PROBLEM DETAILS: Copy all of the material below, line for line.
RECORDS section start
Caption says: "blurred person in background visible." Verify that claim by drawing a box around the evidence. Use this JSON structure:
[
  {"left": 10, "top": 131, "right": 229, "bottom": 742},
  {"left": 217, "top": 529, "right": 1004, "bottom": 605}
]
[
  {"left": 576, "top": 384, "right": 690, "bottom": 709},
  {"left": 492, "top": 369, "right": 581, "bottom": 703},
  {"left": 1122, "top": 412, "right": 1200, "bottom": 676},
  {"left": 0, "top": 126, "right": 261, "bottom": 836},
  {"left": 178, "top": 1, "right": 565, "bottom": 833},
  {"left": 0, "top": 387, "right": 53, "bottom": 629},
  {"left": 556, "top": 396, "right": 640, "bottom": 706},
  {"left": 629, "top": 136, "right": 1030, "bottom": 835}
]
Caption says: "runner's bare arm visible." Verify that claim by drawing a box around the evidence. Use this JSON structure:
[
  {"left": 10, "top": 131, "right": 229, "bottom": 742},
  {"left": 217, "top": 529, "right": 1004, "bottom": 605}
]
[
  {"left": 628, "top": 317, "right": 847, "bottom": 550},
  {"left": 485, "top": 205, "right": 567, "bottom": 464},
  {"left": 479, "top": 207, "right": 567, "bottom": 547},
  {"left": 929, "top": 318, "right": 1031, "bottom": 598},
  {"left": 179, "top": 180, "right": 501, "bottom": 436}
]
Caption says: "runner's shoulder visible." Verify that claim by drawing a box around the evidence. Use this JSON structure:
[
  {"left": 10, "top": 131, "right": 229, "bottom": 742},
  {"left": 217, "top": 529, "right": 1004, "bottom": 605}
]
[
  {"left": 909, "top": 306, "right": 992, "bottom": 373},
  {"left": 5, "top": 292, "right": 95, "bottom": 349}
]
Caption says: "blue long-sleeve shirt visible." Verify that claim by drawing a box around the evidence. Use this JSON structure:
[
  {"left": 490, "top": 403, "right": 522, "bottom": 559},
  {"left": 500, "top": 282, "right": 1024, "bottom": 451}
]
RECORDS section end
EXERCISE SOLUTION:
Caption says: "blurred person in background visible." Verify that claim by drawing a box around the evidence. Use this JSON structure:
[
  {"left": 10, "top": 131, "right": 229, "bottom": 742},
  {"left": 217, "top": 529, "right": 1004, "bottom": 605}
]
[
  {"left": 576, "top": 384, "right": 690, "bottom": 709},
  {"left": 492, "top": 369, "right": 581, "bottom": 703},
  {"left": 1122, "top": 412, "right": 1200, "bottom": 676},
  {"left": 0, "top": 126, "right": 261, "bottom": 836},
  {"left": 178, "top": 1, "right": 565, "bottom": 833},
  {"left": 0, "top": 387, "right": 53, "bottom": 629},
  {"left": 556, "top": 396, "right": 640, "bottom": 706},
  {"left": 629, "top": 136, "right": 1030, "bottom": 835}
]
Caption says: "runner's bare arm visible." Verify that claim by drawing a box around the evidence. Use this JSON structure:
[
  {"left": 10, "top": 131, "right": 229, "bottom": 742},
  {"left": 217, "top": 529, "right": 1004, "bottom": 605}
]
[
  {"left": 628, "top": 317, "right": 847, "bottom": 550},
  {"left": 485, "top": 205, "right": 567, "bottom": 464},
  {"left": 479, "top": 207, "right": 567, "bottom": 547},
  {"left": 929, "top": 318, "right": 1031, "bottom": 598},
  {"left": 179, "top": 180, "right": 501, "bottom": 436}
]
Caption says: "runner's shoulder visible." Verify that claim by drawing a box around the evidence. Use this JSON structure:
[
  {"left": 10, "top": 131, "right": 229, "bottom": 742},
  {"left": 217, "top": 529, "right": 1004, "bottom": 605}
]
[
  {"left": 909, "top": 306, "right": 992, "bottom": 373},
  {"left": 5, "top": 292, "right": 95, "bottom": 349}
]
Caption says: "blue long-sleeve shirt visible." Verify that claim by drawing a box around the evidence. Use this JSON structure:
[
  {"left": 490, "top": 403, "right": 522, "bottom": 559},
  {"left": 500, "top": 282, "right": 1024, "bottom": 451}
]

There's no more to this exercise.